▸ Brief:
A verbatim copy of every entry is required.

▸ Dataset:
============================================================

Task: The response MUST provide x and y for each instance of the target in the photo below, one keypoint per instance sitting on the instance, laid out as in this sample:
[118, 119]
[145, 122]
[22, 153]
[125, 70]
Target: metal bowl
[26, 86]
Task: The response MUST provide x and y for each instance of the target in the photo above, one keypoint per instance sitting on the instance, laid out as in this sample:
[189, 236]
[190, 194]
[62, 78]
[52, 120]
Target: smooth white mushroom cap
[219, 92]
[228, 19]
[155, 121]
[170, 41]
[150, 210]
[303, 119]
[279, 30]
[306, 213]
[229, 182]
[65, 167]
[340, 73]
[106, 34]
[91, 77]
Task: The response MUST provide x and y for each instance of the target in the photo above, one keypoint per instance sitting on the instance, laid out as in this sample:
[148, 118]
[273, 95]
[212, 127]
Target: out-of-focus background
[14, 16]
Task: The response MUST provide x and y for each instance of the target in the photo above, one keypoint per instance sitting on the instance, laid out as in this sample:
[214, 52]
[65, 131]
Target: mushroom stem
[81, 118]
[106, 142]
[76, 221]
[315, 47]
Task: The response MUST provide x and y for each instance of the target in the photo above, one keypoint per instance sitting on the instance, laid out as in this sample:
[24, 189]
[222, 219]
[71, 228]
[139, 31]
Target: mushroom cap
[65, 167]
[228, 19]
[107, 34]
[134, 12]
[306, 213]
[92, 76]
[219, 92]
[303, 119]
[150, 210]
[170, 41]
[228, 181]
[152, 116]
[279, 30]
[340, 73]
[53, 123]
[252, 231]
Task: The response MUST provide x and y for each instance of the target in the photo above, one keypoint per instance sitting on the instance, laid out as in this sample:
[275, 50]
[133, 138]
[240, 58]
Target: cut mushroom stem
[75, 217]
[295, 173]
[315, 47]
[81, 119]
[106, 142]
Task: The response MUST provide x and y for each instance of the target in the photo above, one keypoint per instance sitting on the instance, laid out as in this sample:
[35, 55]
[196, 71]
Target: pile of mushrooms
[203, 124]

============================================================

▸ Response below:
Task: The response MUST provide x and y for each instance of the target in the photo below, one keypoint per instance sitting on the instance, laid out as in this sample:
[118, 119]
[145, 122]
[22, 153]
[125, 70]
Target: metal bowl
[26, 86]
Task: The response MUST provide x and y for each instance of the target in the photo above, one keypoint per instance sitting on the instance, laid out as in this sample:
[189, 236]
[190, 194]
[62, 78]
[52, 120]
Target: smooth white mushroom cap
[219, 92]
[228, 19]
[155, 121]
[170, 41]
[150, 210]
[303, 119]
[279, 30]
[306, 213]
[229, 182]
[65, 167]
[340, 73]
[106, 34]
[91, 77]
Task: The response MUST provide x and y for each instance of the target in the photo above, one keypoint per instance sitting on the instance, laid out as in this sample:
[148, 118]
[273, 95]
[212, 127]
Target: out-of-focus background
[14, 16]
Task: The response MUST provide x and y for each instance of the target in the photo above, one keypoint per instance sitting on the instance, laid out as in this sample:
[214, 52]
[65, 131]
Target: mushroom stem
[81, 118]
[106, 142]
[76, 221]
[315, 47]
Task: The response MUST provide x and y for each instance of the target in the photo above, one keypoint per instance sitting on the instance, laid out as in this sample:
[24, 189]
[222, 219]
[71, 228]
[139, 31]
Target: mushroom cap
[65, 167]
[228, 19]
[107, 34]
[134, 12]
[306, 213]
[92, 76]
[219, 92]
[303, 119]
[150, 210]
[170, 41]
[228, 181]
[152, 116]
[279, 30]
[340, 73]
[53, 123]
[252, 231]
Task: The response MUST provide x and y for each instance of the target in the photo above, one keypoint per instance sitting on the instance, laid out as in this sample:
[275, 50]
[133, 138]
[240, 58]
Target: cut mushroom stem
[75, 217]
[295, 173]
[315, 47]
[81, 119]
[106, 142]
Task: The response MUST provide x and y for each instance of the target in the photo above, one keypoint per instance sitting on the instance, laid out as in this sample:
[35, 55]
[196, 71]
Target: pile of mushrooms
[203, 124]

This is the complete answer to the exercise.